* Text shown *
■ ■ ■ ■ ■ ■ ■

Friday, October 23, 2009

Midwifery Model in New Zealand




Beautiful country...beautiful babies!


Baby Ewan



In 2007-2008 I had the gift of being able to practice midwifery on the South Island of New Zealand in a rural town on the edge of Fiordland National Park, Tuatapere. The town has a "medical centre" which houses "Tuatapere Maternity", a small rural "birthing unit" (similar to our freestanding birth centers in the US). I just returned from 3 weeks "holiday" there and caught up with many of the families I was privileged to serve during my time there. Great fun to see how these sweet babies have grown.

Midwifery is alive and well in this island nation! It is a country and culture where midwives are the primary obstetric care providers. (If you want to see a physician, you must get a "referral" from your midwife!!) They practice in various settings and promote the "naturalness" of pregnancy and birth. All facilities where birth takes place have been mandated by the government to be certified as "Baby Friendly". Quite a statement about breastfeeding!! Women in New Zealand can have their babies in whatever setting they choose: home, birthing unit or hospital and it is totally supported (and paid for) by the government. Midwives are also responsible for care of the newborn for the first 6 weeks. The government mandates weekly postpartum HOME visits by the midwife. There is only one category of "midwife", unlike the US where we have multiple initials that connote a variety of paths to midwifery (see our BWHC website for a description of major categories). They are governed by a Midwifery Council that describes the practice of midwifery:

"The midwife works in partnership with women, on her own professional responsibility, to give women the necessary support, care and advice during pregnancy, labour and the postpartum period up to six weeks, to facilitate births and to provide care for the newborn.

■ ■ ■ ■ ■ ■ ■

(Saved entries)
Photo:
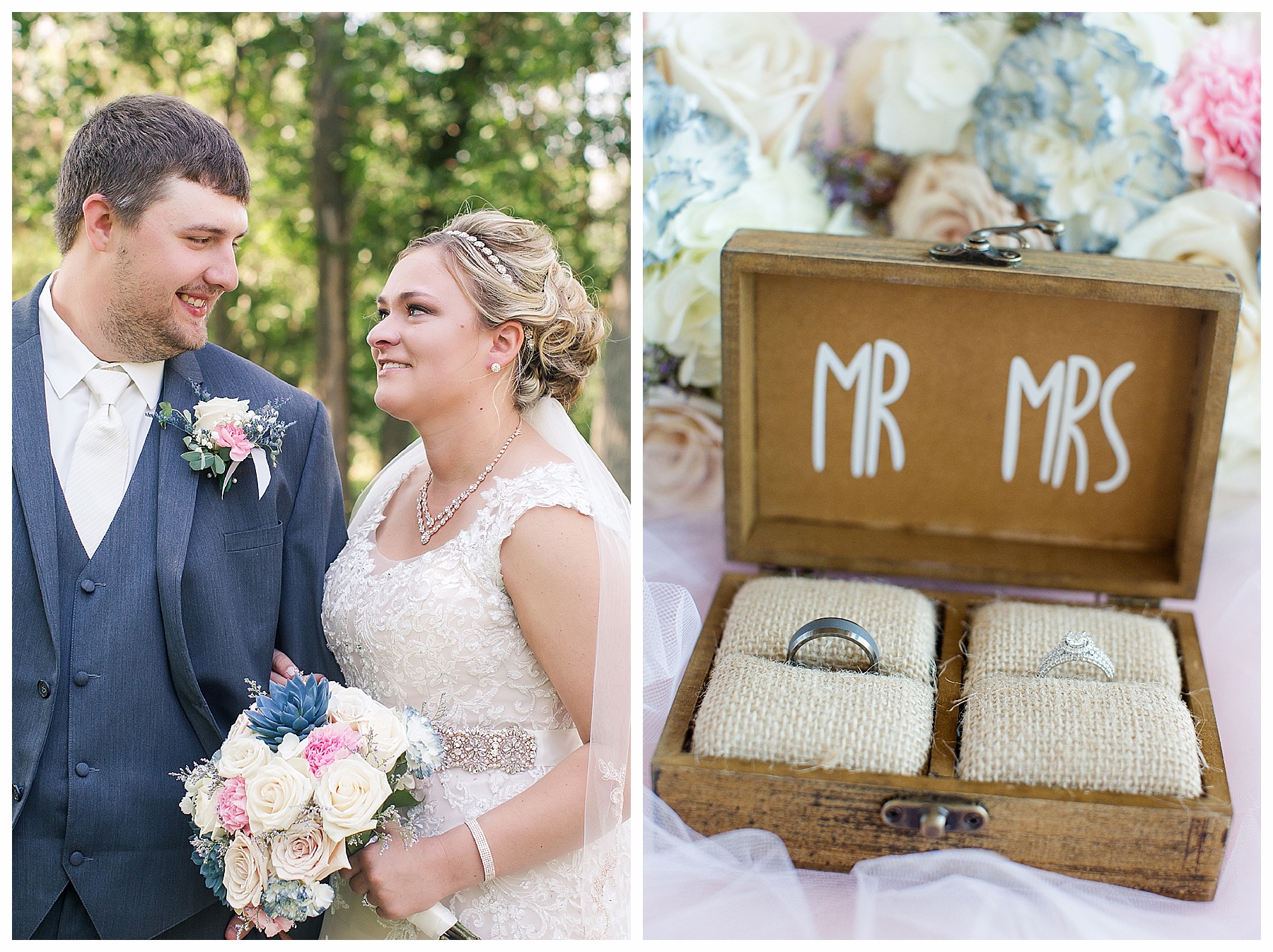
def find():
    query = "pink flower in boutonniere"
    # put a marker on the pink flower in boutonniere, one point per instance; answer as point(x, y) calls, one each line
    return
point(232, 437)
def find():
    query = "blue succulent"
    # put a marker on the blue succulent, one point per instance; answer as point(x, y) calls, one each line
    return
point(296, 707)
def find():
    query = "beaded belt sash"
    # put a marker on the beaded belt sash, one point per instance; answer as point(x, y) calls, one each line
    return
point(511, 748)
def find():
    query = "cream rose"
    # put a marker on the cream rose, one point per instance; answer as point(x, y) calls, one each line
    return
point(242, 756)
point(200, 803)
point(382, 729)
point(1211, 227)
point(760, 71)
point(943, 199)
point(210, 414)
point(246, 873)
point(349, 793)
point(307, 853)
point(910, 82)
point(277, 793)
point(682, 453)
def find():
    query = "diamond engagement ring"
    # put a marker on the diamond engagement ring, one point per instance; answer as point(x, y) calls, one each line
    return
point(1076, 646)
point(834, 628)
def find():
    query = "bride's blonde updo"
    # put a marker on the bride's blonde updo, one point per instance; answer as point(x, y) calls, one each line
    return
point(509, 270)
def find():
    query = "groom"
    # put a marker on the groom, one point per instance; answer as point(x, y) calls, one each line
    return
point(141, 596)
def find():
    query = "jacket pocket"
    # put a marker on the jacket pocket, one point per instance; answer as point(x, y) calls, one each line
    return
point(254, 539)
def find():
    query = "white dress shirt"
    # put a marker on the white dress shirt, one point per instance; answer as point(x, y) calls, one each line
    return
point(69, 400)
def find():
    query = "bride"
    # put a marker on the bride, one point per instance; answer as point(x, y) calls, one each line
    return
point(485, 582)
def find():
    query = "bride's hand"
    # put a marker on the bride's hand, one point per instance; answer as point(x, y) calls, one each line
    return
point(401, 881)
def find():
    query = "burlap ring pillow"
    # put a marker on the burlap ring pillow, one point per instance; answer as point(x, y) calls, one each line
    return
point(1074, 728)
point(759, 708)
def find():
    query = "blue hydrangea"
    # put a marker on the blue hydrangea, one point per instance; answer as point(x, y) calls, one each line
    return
point(1072, 129)
point(689, 156)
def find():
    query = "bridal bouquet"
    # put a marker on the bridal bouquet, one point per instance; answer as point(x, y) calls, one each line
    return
point(310, 774)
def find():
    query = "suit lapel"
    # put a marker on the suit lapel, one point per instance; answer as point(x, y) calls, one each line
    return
point(33, 470)
point(178, 490)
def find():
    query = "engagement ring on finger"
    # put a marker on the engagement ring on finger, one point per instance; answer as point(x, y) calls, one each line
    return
point(1077, 646)
point(834, 628)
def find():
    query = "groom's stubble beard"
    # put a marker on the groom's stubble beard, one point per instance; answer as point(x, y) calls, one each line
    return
point(139, 317)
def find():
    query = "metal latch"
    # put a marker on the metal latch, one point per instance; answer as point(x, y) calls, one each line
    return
point(977, 248)
point(934, 818)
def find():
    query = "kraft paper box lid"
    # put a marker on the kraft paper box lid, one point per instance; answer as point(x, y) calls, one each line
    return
point(1054, 424)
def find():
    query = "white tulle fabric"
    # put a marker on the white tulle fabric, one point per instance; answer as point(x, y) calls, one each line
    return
point(439, 633)
point(743, 883)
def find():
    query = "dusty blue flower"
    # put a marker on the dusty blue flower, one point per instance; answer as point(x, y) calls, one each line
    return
point(1072, 129)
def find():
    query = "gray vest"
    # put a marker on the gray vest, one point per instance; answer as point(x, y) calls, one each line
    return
point(103, 810)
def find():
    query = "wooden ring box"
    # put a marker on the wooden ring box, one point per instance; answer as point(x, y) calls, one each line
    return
point(797, 313)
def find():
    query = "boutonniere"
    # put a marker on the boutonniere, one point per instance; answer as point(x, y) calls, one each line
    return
point(222, 433)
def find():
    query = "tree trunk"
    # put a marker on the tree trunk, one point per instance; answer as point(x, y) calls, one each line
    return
point(331, 218)
point(611, 418)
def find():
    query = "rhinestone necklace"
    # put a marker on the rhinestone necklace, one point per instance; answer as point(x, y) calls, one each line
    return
point(431, 525)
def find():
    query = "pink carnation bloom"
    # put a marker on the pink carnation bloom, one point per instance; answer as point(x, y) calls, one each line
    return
point(232, 805)
point(231, 436)
point(270, 927)
point(1215, 105)
point(329, 743)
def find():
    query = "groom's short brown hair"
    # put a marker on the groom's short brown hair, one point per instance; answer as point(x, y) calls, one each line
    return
point(132, 146)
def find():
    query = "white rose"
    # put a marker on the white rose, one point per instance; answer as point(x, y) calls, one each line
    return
point(246, 873)
point(349, 793)
point(1160, 38)
point(760, 71)
point(200, 803)
point(277, 793)
point(210, 414)
point(1209, 227)
point(682, 453)
point(380, 726)
point(305, 852)
point(242, 756)
point(910, 83)
point(945, 197)
point(682, 313)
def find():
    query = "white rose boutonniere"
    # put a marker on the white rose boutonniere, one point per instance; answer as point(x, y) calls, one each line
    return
point(760, 71)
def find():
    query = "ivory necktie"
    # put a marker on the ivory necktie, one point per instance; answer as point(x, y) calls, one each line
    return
point(101, 460)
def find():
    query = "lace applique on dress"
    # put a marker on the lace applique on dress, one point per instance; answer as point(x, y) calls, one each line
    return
point(438, 633)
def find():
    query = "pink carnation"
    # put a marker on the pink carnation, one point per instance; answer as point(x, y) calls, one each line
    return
point(1215, 105)
point(232, 805)
point(231, 436)
point(329, 743)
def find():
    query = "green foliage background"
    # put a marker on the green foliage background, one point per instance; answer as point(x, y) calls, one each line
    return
point(528, 112)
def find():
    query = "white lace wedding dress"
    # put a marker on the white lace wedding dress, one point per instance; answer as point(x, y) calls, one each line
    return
point(438, 633)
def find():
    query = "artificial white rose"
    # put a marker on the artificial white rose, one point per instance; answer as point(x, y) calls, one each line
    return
point(305, 852)
point(275, 796)
point(350, 792)
point(380, 726)
point(242, 756)
point(246, 873)
point(682, 452)
point(210, 414)
point(1211, 227)
point(910, 82)
point(762, 71)
point(1160, 38)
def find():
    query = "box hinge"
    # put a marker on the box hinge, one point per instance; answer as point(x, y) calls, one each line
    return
point(935, 818)
point(1128, 601)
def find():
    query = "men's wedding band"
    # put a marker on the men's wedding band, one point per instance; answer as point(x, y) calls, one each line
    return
point(834, 628)
point(1077, 646)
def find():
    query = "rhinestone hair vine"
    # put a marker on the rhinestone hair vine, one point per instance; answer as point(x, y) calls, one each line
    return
point(490, 256)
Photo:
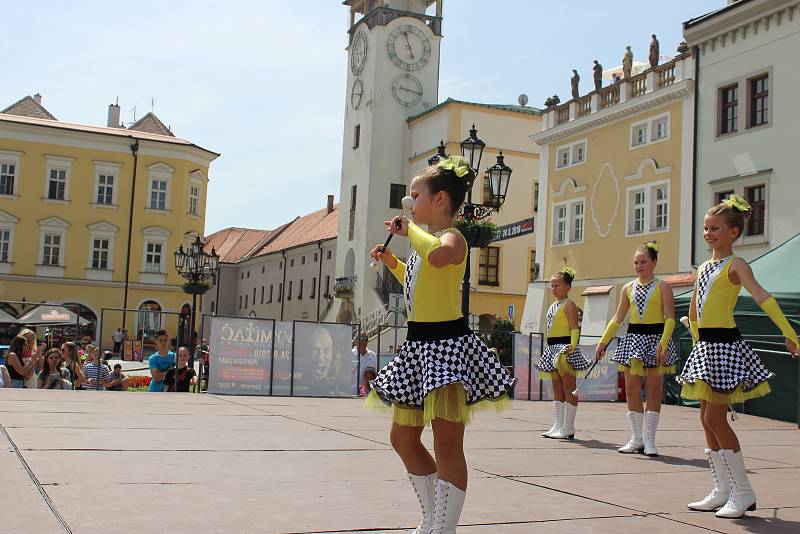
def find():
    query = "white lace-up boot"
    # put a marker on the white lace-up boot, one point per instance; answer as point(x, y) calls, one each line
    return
point(742, 497)
point(558, 418)
point(719, 495)
point(650, 434)
point(425, 488)
point(567, 430)
point(447, 510)
point(636, 443)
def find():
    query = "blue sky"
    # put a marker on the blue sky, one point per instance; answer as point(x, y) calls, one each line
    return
point(264, 82)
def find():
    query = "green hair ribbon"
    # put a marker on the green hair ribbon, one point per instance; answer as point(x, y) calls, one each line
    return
point(737, 202)
point(457, 164)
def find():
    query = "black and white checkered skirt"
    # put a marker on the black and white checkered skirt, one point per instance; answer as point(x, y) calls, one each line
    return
point(724, 364)
point(548, 363)
point(643, 347)
point(425, 364)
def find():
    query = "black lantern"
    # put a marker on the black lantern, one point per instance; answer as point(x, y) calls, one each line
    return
point(472, 149)
point(499, 177)
point(440, 154)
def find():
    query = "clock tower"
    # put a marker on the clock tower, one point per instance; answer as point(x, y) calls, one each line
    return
point(393, 74)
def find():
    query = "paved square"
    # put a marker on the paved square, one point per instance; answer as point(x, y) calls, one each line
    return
point(136, 462)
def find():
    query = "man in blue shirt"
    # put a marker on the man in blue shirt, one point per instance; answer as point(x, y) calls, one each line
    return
point(161, 361)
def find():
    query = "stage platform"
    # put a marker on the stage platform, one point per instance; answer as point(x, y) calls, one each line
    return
point(109, 462)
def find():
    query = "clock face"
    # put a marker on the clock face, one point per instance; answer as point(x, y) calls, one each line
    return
point(407, 90)
point(358, 53)
point(408, 47)
point(356, 94)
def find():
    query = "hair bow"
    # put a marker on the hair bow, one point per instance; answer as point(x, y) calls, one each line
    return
point(737, 202)
point(457, 164)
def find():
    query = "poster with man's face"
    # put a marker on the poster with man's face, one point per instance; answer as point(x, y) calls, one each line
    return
point(322, 360)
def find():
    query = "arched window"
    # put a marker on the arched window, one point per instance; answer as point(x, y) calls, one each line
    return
point(148, 320)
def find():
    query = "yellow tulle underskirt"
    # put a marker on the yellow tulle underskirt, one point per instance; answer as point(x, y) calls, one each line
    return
point(701, 391)
point(637, 368)
point(447, 402)
point(564, 368)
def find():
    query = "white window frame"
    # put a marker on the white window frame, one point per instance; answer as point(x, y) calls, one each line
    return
point(101, 230)
point(57, 163)
point(154, 235)
point(649, 208)
point(11, 157)
point(52, 226)
point(106, 169)
point(571, 150)
point(738, 186)
point(650, 127)
point(570, 222)
point(8, 223)
point(164, 173)
point(199, 186)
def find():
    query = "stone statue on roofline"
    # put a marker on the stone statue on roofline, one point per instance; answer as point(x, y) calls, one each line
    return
point(627, 63)
point(598, 75)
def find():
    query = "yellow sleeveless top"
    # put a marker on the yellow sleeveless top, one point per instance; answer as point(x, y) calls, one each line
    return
point(432, 294)
point(715, 294)
point(557, 321)
point(646, 306)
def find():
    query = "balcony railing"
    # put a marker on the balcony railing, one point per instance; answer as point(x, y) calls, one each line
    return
point(679, 69)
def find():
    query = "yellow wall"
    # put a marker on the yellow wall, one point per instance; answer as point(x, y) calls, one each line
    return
point(610, 161)
point(29, 207)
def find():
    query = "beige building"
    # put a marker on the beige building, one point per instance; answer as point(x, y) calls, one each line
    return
point(500, 273)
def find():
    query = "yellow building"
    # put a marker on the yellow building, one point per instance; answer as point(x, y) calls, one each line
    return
point(500, 272)
point(616, 171)
point(76, 227)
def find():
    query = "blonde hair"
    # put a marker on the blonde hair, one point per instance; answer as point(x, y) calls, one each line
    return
point(734, 210)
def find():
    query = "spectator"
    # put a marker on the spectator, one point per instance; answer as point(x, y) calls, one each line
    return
point(95, 372)
point(160, 361)
point(369, 375)
point(72, 363)
point(117, 380)
point(31, 349)
point(362, 358)
point(118, 336)
point(50, 377)
point(186, 375)
point(5, 378)
point(18, 371)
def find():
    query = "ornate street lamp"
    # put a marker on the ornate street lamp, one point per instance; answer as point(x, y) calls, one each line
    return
point(196, 266)
point(440, 154)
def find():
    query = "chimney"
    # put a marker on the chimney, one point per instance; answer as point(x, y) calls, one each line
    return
point(113, 115)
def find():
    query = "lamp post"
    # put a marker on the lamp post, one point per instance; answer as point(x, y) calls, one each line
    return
point(195, 265)
point(499, 177)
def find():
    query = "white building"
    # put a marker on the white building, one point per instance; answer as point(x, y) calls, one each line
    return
point(393, 74)
point(747, 136)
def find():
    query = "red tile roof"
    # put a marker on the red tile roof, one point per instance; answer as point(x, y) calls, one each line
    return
point(239, 244)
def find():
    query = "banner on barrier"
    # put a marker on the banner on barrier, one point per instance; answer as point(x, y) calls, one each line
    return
point(601, 385)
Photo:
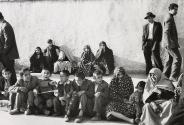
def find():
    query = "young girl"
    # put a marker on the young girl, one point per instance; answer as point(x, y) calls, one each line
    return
point(37, 61)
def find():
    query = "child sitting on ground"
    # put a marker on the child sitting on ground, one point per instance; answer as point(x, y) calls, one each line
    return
point(21, 94)
point(101, 95)
point(65, 90)
point(5, 83)
point(44, 94)
point(137, 101)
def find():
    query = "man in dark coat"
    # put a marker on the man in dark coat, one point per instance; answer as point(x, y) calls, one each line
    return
point(172, 65)
point(152, 36)
point(8, 46)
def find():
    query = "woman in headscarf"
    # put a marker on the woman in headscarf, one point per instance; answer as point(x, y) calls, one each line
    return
point(104, 58)
point(120, 89)
point(177, 117)
point(87, 59)
point(37, 61)
point(66, 61)
point(158, 97)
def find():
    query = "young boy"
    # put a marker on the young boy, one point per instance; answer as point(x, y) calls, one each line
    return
point(51, 54)
point(44, 93)
point(65, 90)
point(5, 83)
point(136, 99)
point(21, 94)
point(82, 98)
point(101, 95)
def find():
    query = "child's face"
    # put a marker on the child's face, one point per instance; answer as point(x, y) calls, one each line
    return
point(97, 78)
point(79, 80)
point(6, 75)
point(86, 50)
point(37, 51)
point(63, 77)
point(153, 77)
point(140, 89)
point(46, 74)
point(27, 76)
point(50, 44)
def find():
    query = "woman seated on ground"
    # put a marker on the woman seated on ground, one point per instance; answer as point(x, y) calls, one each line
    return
point(120, 89)
point(87, 58)
point(158, 97)
point(37, 61)
point(177, 117)
point(104, 59)
point(65, 61)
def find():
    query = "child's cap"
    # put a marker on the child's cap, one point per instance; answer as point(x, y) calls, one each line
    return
point(6, 70)
point(141, 84)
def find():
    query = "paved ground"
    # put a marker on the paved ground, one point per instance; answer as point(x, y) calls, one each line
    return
point(7, 119)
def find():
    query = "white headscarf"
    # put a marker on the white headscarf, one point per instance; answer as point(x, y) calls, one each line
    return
point(162, 83)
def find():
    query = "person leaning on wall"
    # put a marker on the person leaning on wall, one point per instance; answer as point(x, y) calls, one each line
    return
point(8, 46)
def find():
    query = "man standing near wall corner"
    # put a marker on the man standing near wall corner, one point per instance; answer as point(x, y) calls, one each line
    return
point(152, 36)
point(172, 65)
point(8, 47)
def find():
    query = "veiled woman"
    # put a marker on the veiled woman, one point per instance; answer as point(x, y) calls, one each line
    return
point(105, 59)
point(87, 59)
point(158, 97)
point(120, 89)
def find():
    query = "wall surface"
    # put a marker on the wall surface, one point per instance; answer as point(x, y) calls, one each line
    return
point(77, 23)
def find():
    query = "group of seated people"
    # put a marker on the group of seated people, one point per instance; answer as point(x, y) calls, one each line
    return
point(154, 102)
point(57, 59)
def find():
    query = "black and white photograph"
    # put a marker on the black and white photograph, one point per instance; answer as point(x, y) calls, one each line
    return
point(114, 62)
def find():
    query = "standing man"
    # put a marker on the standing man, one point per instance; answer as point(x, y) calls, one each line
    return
point(8, 47)
point(173, 62)
point(152, 36)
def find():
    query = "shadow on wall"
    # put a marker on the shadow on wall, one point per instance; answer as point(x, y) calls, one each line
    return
point(129, 65)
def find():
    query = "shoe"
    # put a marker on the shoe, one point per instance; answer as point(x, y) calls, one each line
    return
point(137, 121)
point(28, 111)
point(14, 112)
point(78, 120)
point(46, 112)
point(56, 114)
point(67, 119)
point(96, 118)
point(173, 79)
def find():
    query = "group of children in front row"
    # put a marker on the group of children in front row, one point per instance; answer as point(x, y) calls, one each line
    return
point(80, 97)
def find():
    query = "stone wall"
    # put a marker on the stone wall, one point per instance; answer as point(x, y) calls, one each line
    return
point(77, 23)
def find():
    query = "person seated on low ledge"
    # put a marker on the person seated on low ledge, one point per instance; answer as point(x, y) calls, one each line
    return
point(87, 59)
point(66, 61)
point(104, 59)
point(37, 61)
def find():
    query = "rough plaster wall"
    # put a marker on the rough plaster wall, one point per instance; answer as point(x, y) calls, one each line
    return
point(75, 24)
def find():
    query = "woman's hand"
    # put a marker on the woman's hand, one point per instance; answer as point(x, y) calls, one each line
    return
point(156, 108)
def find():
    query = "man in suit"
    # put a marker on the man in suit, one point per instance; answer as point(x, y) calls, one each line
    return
point(173, 62)
point(152, 36)
point(8, 47)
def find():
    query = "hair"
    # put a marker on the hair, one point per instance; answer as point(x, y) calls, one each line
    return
point(141, 84)
point(98, 72)
point(87, 47)
point(49, 41)
point(80, 75)
point(119, 69)
point(39, 48)
point(6, 70)
point(103, 43)
point(23, 70)
point(45, 68)
point(172, 6)
point(1, 16)
point(66, 72)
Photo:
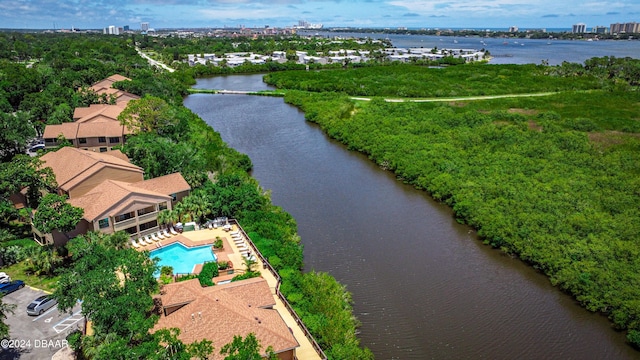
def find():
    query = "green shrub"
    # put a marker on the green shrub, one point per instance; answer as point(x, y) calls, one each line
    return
point(13, 254)
point(209, 271)
point(186, 277)
point(247, 275)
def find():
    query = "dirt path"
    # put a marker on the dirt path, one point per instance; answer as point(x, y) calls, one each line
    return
point(466, 98)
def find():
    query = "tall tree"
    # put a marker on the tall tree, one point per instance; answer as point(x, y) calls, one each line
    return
point(55, 213)
point(115, 287)
point(15, 131)
point(246, 349)
point(4, 310)
point(149, 114)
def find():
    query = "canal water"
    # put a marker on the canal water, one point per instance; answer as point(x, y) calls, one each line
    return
point(424, 286)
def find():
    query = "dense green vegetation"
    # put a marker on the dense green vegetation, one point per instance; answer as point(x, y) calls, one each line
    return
point(40, 76)
point(553, 180)
point(405, 80)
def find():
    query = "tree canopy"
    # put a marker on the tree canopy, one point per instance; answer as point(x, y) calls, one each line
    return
point(55, 213)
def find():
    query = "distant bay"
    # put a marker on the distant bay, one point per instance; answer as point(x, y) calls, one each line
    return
point(512, 51)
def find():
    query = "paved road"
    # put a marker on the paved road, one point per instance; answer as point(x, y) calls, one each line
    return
point(154, 62)
point(36, 337)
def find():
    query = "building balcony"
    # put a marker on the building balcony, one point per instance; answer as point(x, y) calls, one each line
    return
point(119, 226)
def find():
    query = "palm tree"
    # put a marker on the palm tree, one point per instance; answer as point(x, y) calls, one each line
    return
point(248, 263)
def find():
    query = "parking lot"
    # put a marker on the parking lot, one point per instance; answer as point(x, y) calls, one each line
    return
point(36, 337)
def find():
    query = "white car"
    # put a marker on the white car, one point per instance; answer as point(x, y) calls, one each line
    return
point(4, 278)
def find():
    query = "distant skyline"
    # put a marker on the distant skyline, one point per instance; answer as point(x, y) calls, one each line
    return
point(97, 14)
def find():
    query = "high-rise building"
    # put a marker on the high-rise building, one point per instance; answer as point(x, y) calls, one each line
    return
point(579, 28)
point(618, 28)
point(112, 30)
point(599, 30)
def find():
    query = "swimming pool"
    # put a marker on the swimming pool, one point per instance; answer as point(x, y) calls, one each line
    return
point(181, 258)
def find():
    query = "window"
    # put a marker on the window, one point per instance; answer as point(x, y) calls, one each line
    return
point(131, 230)
point(103, 223)
point(149, 225)
point(123, 217)
point(147, 210)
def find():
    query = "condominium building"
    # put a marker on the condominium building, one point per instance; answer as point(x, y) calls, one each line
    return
point(628, 28)
point(111, 191)
point(579, 28)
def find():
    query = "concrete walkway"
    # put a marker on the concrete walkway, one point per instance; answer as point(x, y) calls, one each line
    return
point(154, 62)
point(306, 350)
point(235, 255)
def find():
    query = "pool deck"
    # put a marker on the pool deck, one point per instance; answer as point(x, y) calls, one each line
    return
point(231, 252)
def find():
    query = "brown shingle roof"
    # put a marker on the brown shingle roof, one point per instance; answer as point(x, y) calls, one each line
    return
point(106, 128)
point(167, 184)
point(112, 197)
point(68, 130)
point(104, 111)
point(71, 166)
point(118, 154)
point(222, 311)
point(106, 83)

■ ■ ■ ■ ■ ■ ■

* Work instructions *
[A] Please duplicate the passage of the New Zealand midwifery post between "Midwifery Model in" and "babies have grown.", inclusive.
[B] Go on with the post about midwifery in New Zealand from the point where it stops.
The saved entries are separate material and not part of the midwifery post.

* Responses to the exercise *
[A]
Midwifery Model in New Zealand




Beautiful country...beautiful babies!


Baby Ewan



In 2007-2008 I had the gift of being able to practice midwifery on the South Island of New Zealand in a rural town on the edge of Fiordland National Park, Tuatapere. The town has a "medical centre" which houses "Tuatapere Maternity", a small rural "birthing unit" (similar to our freestanding birth centers in the US). I just returned from 3 weeks "holiday" there and caught up with many of the families I was privileged to serve during my time there. Great fun to see how these sweet babies have grown.

[B]
The midwife understands, promotes and facilitates the physiological processes of pregnancy and childbirth, identifies complications that may arise in mother and baby, accesses appropriate medical assistance, and implements emergency measures as necessary. When women require referral midwives provide midwifery care in collaboration with other health professionals.

Midwives have an important role in health and wellness promotion and education for the woman, her family and the community. Midwifery practice involves informing and preparing the woman and her family for pregnancy, birth, breastfeeding and parenthood and includes certain aspects of women’s health, family planning and infant well-being.

The midwife may practise in any setting, including the home, the community, hospitals, or in any other maternity service. In all settings, the midwife remains responsible and accountable for the care she provides."

If only our government would see the value of midwifery care and breastfeeding...we could be a critical piece in health care reform. (Midwives have been "reforming" healthcare for a very long time!) We could benefit so much from implementing strategies countries the world over have embraced to decrease the maternal -infant morbidity/mortality rates, improve breastfeeding success rates and increase women's satisfaction with their pregnancy and birth experiences.






1 comment:

  1. I look forward to the day the US medical model and insurance companies develop the same attitude toward midwifery & doula care.